_What you will do_
If a line below contains the string "positive", return that line.

_Data shown_
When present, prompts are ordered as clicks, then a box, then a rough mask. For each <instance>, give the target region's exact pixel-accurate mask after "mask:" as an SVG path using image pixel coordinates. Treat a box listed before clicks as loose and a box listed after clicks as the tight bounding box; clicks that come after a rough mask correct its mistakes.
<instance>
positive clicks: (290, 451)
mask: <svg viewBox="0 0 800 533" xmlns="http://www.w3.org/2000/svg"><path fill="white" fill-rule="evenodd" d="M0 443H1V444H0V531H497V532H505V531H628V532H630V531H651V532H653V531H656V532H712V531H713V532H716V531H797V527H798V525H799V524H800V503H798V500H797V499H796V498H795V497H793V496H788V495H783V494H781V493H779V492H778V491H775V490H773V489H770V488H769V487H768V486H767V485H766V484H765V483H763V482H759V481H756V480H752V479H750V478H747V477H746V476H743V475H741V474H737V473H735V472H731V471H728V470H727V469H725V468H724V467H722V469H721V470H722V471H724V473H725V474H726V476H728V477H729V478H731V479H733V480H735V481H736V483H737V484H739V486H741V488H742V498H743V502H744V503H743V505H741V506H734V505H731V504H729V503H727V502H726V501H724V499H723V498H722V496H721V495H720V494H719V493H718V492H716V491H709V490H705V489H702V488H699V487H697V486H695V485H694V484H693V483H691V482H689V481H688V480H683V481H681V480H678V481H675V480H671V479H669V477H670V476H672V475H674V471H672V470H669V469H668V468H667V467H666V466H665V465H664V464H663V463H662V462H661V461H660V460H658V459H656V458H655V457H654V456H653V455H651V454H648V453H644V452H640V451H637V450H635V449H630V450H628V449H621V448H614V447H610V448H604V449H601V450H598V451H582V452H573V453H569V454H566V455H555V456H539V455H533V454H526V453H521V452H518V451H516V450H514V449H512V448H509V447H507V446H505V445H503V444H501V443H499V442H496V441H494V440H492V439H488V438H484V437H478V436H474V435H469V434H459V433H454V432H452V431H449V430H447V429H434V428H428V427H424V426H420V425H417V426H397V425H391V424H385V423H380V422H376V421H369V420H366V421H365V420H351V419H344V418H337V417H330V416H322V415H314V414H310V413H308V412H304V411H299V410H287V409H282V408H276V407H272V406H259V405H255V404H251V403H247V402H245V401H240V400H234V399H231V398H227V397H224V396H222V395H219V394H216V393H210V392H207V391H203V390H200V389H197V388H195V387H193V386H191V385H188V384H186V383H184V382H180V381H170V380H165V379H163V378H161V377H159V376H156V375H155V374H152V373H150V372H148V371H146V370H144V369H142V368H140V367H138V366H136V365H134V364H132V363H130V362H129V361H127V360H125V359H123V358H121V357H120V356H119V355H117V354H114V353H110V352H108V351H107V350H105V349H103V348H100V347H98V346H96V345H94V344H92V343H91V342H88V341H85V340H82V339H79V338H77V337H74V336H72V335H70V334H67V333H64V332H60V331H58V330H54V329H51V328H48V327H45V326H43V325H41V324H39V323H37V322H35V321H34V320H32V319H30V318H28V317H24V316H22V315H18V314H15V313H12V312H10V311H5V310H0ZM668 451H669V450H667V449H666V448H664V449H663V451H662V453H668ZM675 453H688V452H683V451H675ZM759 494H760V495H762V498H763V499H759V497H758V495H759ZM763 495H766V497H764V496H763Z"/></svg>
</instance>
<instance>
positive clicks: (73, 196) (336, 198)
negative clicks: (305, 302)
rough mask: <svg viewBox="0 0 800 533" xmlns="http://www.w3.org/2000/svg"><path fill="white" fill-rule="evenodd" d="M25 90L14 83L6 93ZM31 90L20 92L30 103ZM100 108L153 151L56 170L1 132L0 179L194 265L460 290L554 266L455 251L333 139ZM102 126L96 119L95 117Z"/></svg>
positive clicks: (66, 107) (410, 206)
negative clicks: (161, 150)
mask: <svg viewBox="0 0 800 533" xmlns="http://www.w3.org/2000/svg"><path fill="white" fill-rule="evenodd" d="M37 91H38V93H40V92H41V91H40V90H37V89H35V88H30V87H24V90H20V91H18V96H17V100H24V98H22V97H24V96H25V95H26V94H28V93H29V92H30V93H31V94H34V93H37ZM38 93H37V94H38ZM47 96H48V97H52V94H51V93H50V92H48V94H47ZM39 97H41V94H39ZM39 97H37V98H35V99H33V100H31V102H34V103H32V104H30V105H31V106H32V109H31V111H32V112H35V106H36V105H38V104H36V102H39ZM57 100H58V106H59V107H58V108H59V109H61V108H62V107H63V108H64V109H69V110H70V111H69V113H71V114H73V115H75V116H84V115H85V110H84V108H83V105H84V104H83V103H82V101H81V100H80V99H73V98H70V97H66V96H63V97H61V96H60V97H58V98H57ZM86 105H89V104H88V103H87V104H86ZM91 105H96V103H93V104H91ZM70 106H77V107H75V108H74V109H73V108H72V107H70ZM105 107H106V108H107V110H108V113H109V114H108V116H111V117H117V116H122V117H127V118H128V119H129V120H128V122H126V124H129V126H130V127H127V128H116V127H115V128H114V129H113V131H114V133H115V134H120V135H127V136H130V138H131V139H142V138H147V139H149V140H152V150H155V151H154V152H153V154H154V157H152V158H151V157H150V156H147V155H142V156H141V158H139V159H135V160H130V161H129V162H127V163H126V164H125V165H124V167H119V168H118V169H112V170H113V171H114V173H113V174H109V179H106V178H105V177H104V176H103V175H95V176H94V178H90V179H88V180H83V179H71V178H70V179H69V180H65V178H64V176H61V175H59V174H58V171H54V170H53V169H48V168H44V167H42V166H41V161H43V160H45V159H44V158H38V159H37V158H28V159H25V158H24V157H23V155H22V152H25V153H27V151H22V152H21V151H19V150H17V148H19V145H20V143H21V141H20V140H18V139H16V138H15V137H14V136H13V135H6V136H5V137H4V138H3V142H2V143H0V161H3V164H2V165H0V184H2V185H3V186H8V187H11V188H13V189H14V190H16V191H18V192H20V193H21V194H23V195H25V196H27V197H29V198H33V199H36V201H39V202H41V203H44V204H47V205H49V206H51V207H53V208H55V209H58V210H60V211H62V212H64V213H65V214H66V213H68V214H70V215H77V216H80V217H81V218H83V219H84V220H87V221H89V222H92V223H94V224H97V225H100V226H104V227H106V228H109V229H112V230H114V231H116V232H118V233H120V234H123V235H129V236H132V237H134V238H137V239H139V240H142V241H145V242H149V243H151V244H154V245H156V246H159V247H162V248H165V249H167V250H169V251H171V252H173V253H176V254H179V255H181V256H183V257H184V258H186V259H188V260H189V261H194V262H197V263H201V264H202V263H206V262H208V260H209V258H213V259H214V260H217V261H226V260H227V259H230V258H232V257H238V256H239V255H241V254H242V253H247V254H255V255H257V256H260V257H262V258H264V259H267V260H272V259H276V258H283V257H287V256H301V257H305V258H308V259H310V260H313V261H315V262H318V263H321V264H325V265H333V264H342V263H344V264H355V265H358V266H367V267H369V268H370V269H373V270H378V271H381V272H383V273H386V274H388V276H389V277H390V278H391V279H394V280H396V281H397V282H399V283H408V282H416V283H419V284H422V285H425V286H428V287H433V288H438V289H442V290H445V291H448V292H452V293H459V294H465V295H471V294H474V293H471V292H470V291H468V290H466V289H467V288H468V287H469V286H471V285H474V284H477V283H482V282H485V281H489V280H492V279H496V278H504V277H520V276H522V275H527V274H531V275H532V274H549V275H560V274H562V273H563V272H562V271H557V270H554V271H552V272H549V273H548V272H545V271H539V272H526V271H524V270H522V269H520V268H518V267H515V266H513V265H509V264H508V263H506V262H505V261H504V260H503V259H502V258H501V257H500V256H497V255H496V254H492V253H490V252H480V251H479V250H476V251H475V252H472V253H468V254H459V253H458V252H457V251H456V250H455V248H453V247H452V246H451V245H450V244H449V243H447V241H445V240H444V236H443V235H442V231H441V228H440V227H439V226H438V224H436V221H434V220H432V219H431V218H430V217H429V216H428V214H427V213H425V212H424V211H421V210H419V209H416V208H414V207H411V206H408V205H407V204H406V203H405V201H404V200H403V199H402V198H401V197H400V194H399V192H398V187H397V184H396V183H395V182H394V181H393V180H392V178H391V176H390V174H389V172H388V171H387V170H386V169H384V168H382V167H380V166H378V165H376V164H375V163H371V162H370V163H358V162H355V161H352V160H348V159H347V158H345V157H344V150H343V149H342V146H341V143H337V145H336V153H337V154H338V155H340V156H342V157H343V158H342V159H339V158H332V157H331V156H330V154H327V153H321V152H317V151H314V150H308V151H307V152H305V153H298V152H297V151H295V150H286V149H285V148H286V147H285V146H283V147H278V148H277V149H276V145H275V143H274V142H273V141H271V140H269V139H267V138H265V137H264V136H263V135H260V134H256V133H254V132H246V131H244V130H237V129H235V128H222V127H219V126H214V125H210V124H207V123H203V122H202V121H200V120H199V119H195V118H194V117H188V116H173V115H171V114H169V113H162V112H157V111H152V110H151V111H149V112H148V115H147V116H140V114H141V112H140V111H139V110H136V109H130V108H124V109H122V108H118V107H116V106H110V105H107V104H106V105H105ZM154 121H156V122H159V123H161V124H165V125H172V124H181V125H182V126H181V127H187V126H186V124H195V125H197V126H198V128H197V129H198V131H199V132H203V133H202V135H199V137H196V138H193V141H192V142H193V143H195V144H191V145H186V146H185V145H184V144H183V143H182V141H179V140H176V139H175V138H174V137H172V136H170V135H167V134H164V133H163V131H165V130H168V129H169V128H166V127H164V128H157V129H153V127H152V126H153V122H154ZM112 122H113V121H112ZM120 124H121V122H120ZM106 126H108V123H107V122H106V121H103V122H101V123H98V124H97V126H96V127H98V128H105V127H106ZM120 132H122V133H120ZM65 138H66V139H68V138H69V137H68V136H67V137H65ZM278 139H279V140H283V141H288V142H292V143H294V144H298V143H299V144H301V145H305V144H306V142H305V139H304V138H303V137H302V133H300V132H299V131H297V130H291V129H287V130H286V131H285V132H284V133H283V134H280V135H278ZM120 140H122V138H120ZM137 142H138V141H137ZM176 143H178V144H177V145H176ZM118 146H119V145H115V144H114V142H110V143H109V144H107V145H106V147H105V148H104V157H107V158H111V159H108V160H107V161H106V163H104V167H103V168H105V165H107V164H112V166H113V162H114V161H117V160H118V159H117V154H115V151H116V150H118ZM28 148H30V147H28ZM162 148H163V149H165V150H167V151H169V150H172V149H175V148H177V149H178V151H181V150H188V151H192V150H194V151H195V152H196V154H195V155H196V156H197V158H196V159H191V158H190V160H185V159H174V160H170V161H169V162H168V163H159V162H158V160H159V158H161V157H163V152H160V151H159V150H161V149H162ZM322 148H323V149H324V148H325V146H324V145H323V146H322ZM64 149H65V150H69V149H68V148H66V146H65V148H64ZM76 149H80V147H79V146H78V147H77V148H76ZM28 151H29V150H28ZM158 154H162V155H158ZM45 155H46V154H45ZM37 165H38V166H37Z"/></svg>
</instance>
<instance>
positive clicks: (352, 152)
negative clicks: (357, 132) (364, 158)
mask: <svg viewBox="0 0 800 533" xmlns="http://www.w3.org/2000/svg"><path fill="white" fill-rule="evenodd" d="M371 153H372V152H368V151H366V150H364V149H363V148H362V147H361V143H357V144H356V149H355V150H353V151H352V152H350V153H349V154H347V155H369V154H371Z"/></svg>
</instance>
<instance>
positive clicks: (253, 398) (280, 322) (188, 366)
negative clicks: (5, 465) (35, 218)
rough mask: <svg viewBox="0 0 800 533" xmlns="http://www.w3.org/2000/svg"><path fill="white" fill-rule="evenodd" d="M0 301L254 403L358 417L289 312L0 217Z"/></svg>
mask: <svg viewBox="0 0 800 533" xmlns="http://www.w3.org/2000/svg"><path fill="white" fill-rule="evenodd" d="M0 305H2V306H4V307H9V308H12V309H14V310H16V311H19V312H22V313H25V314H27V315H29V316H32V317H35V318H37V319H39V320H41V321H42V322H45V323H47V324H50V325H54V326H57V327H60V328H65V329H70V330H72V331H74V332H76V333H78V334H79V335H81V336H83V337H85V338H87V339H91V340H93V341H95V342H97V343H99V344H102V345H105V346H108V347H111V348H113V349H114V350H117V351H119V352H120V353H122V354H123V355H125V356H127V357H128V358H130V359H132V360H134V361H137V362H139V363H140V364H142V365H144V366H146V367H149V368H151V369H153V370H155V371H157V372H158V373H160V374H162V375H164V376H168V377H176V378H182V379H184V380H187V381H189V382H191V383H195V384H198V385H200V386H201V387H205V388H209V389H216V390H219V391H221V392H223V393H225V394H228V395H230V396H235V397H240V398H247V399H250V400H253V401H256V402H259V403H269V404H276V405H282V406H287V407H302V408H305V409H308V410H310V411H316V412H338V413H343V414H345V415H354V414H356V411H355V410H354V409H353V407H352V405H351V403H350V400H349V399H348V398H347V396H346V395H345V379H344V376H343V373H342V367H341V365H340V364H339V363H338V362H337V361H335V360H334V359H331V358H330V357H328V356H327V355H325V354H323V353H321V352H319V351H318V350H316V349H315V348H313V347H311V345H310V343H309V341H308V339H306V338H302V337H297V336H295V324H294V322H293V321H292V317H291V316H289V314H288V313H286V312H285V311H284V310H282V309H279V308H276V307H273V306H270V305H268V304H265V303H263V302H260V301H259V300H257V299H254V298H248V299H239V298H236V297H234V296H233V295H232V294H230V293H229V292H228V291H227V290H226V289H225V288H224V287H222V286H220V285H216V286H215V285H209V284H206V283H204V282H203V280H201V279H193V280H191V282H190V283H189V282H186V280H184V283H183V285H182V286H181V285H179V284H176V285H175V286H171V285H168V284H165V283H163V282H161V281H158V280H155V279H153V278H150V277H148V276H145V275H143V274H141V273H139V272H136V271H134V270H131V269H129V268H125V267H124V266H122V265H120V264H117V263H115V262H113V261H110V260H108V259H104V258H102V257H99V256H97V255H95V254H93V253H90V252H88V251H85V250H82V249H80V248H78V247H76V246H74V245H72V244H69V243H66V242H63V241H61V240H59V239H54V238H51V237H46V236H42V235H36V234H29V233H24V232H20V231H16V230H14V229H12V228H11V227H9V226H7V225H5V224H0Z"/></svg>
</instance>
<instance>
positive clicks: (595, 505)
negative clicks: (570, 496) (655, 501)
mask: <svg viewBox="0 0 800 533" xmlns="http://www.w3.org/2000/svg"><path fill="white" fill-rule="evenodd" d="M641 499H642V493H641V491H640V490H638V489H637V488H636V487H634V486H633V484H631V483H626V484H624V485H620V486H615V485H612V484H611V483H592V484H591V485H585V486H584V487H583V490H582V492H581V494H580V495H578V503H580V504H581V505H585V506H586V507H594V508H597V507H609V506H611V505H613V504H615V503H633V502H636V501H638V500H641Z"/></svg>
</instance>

_Answer to this task_
positive clicks: (290, 451)
positive clicks: (73, 196) (336, 198)
positive clicks: (66, 107) (410, 206)
positive clicks: (352, 152)
positive clicks: (253, 398) (280, 322) (188, 366)
positive clicks: (595, 505)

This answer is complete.